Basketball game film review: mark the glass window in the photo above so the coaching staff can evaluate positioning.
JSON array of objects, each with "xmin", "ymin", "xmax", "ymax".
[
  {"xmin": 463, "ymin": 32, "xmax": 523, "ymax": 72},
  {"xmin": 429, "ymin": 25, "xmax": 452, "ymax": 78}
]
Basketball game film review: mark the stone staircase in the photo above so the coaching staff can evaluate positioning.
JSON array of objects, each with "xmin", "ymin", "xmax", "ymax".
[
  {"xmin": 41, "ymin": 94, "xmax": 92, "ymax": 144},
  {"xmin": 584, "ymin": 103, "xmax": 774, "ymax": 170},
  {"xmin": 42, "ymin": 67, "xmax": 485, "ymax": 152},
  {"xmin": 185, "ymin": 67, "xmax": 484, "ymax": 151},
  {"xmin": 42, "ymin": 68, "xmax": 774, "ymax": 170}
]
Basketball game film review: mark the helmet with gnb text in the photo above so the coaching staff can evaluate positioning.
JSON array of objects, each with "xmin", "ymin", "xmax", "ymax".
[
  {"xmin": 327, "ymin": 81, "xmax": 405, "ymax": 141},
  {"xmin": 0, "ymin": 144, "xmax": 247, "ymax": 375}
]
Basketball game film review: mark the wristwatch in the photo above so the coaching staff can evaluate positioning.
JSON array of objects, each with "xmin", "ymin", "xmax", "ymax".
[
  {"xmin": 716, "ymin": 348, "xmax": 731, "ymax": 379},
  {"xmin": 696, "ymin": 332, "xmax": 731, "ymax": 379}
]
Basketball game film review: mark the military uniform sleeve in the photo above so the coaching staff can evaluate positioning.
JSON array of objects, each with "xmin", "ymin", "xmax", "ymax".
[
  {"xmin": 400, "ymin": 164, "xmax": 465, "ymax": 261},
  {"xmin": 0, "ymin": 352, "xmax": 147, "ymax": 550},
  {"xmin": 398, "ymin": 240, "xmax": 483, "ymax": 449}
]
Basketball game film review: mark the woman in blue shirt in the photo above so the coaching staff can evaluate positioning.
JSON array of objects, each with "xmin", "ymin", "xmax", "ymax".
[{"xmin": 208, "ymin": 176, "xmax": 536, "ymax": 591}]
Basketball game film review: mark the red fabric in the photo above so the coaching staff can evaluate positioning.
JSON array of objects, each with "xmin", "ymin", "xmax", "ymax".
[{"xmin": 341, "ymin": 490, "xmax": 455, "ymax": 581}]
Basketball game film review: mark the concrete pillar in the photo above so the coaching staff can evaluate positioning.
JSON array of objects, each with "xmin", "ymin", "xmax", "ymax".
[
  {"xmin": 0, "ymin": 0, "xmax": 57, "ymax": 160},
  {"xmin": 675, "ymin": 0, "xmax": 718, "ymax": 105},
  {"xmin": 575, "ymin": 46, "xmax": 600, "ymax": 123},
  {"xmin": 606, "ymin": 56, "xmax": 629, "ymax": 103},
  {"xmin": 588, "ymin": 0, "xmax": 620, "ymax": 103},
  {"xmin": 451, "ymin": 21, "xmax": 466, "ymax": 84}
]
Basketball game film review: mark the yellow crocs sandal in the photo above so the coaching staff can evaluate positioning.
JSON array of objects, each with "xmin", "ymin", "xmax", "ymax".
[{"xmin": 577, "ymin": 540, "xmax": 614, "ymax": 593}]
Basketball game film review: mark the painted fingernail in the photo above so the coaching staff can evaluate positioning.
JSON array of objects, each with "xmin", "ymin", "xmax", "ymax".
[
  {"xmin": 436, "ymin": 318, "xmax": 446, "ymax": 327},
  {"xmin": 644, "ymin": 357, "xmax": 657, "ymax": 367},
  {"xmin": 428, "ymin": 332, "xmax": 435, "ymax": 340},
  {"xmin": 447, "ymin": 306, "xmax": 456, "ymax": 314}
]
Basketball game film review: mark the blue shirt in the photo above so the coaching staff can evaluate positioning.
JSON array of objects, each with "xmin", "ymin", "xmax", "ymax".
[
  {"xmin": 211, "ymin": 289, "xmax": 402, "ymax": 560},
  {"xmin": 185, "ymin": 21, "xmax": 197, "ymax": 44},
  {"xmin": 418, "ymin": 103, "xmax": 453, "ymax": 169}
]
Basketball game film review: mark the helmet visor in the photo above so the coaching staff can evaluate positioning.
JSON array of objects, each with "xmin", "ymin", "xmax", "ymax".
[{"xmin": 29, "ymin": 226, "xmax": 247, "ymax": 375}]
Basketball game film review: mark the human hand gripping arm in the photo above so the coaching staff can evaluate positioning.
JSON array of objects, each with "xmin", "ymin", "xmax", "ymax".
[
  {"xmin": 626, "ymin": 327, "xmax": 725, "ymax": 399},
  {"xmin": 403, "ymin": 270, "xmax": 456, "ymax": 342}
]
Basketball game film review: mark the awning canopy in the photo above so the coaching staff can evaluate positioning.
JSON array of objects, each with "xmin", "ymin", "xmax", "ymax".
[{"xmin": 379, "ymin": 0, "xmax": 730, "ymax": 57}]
----------
> EXERCISE:
Your answer should consist of every record, printed exactly as given.

> PROBLEM SOLUTION:
Basketball game film review: mark the glass window in the photo above so the coaching staff can evaluate positioning.
JSON array of objects, each with "xmin", "ymin", "xmax", "ymax".
[
  {"xmin": 463, "ymin": 32, "xmax": 523, "ymax": 72},
  {"xmin": 429, "ymin": 25, "xmax": 452, "ymax": 78}
]
Basketball game film review: mark the stone staircase in the photo above so the coaching staff can evaluate positioning.
JSON array of objects, each with "xmin", "ymin", "xmax", "ymax".
[
  {"xmin": 41, "ymin": 94, "xmax": 92, "ymax": 144},
  {"xmin": 584, "ymin": 103, "xmax": 774, "ymax": 170},
  {"xmin": 42, "ymin": 67, "xmax": 485, "ymax": 152},
  {"xmin": 185, "ymin": 67, "xmax": 484, "ymax": 151},
  {"xmin": 42, "ymin": 68, "xmax": 774, "ymax": 170}
]
Basketball game film review: mark the helmet with gnb text in the photo above so the coaching staff can evaluate positioning.
JSON array of objects, each with "xmin", "ymin", "xmax", "ymax".
[
  {"xmin": 327, "ymin": 81, "xmax": 405, "ymax": 141},
  {"xmin": 0, "ymin": 144, "xmax": 247, "ymax": 375}
]
Basketball game film review: mark the wristwatch in the photo above so the coaching staff can evaluate positioning.
JSON array of objects, each with "xmin", "ymin", "xmax", "ymax".
[
  {"xmin": 716, "ymin": 348, "xmax": 731, "ymax": 379},
  {"xmin": 696, "ymin": 332, "xmax": 731, "ymax": 379}
]
Basketball game film review: mark the military uniform sleeve in the photo above so the coaching staff can evaluate positioning.
JSON array of objects, each with "xmin", "ymin", "xmax", "ymax".
[
  {"xmin": 400, "ymin": 164, "xmax": 465, "ymax": 261},
  {"xmin": 0, "ymin": 352, "xmax": 147, "ymax": 550},
  {"xmin": 398, "ymin": 240, "xmax": 483, "ymax": 449}
]
Basketball game film review: mark the woman in blue shirt in the photo above so the coaching staff can evaluate positioning.
JSON array of objects, each with "xmin", "ymin", "xmax", "ymax".
[{"xmin": 208, "ymin": 176, "xmax": 536, "ymax": 591}]
Basketball game film review: mark the red fabric in the photo above so the coaching staff can evaluate positioning.
JSON array of objects, each with "xmin", "ymin", "xmax", "ymax".
[{"xmin": 341, "ymin": 490, "xmax": 455, "ymax": 581}]
Basketball game film review: mark the concrete pillar in the photo above so the coaching staff can evaluate positioning.
JSON array of objects, each with "xmin", "ymin", "xmax", "ymax".
[
  {"xmin": 0, "ymin": 0, "xmax": 57, "ymax": 160},
  {"xmin": 675, "ymin": 0, "xmax": 718, "ymax": 105},
  {"xmin": 575, "ymin": 46, "xmax": 600, "ymax": 123},
  {"xmin": 606, "ymin": 56, "xmax": 629, "ymax": 103},
  {"xmin": 588, "ymin": 0, "xmax": 620, "ymax": 103},
  {"xmin": 451, "ymin": 21, "xmax": 466, "ymax": 84}
]
Basketball game film review: mark the yellow crocs sandal in the photo above so the coaching staff can evaluate positioning.
JSON array of objects, each with "xmin", "ymin", "xmax", "ymax".
[{"xmin": 577, "ymin": 540, "xmax": 614, "ymax": 593}]
Basketball game film review: mark the painted fingernail in the photo above so the coaching staff can evaluate positioning.
JSON array of objects, each with "xmin", "ymin", "xmax", "ymax".
[
  {"xmin": 436, "ymin": 318, "xmax": 446, "ymax": 327},
  {"xmin": 644, "ymin": 357, "xmax": 657, "ymax": 367},
  {"xmin": 428, "ymin": 332, "xmax": 435, "ymax": 340},
  {"xmin": 447, "ymin": 306, "xmax": 456, "ymax": 314}
]
Basketball game film review: mark the blue shirt in the photo above so the coaching staff can evaluate positioning.
JSON array of objects, each with "xmin", "ymin", "xmax", "ymax".
[
  {"xmin": 211, "ymin": 289, "xmax": 402, "ymax": 560},
  {"xmin": 185, "ymin": 21, "xmax": 197, "ymax": 44},
  {"xmin": 418, "ymin": 103, "xmax": 453, "ymax": 169}
]
Basketball game film review: mark the helmet visor in the photo above so the coaching staff can evaluate positioning.
JSON array of objects, each with "xmin", "ymin", "xmax", "ymax".
[{"xmin": 29, "ymin": 226, "xmax": 247, "ymax": 375}]
Basketball game film review: mark the human hand gripping arm in the photo above so the coaching staff can evaluate positioning.
JSON array of objects, each with "xmin", "ymin", "xmax", "ymax".
[
  {"xmin": 626, "ymin": 327, "xmax": 725, "ymax": 399},
  {"xmin": 403, "ymin": 270, "xmax": 456, "ymax": 342}
]
Basketball game film review: mark the awning canopy in the photo above so the coaching staff can evaluate positioning.
JSON array of objects, each with "xmin", "ymin", "xmax", "ymax".
[{"xmin": 379, "ymin": 0, "xmax": 730, "ymax": 57}]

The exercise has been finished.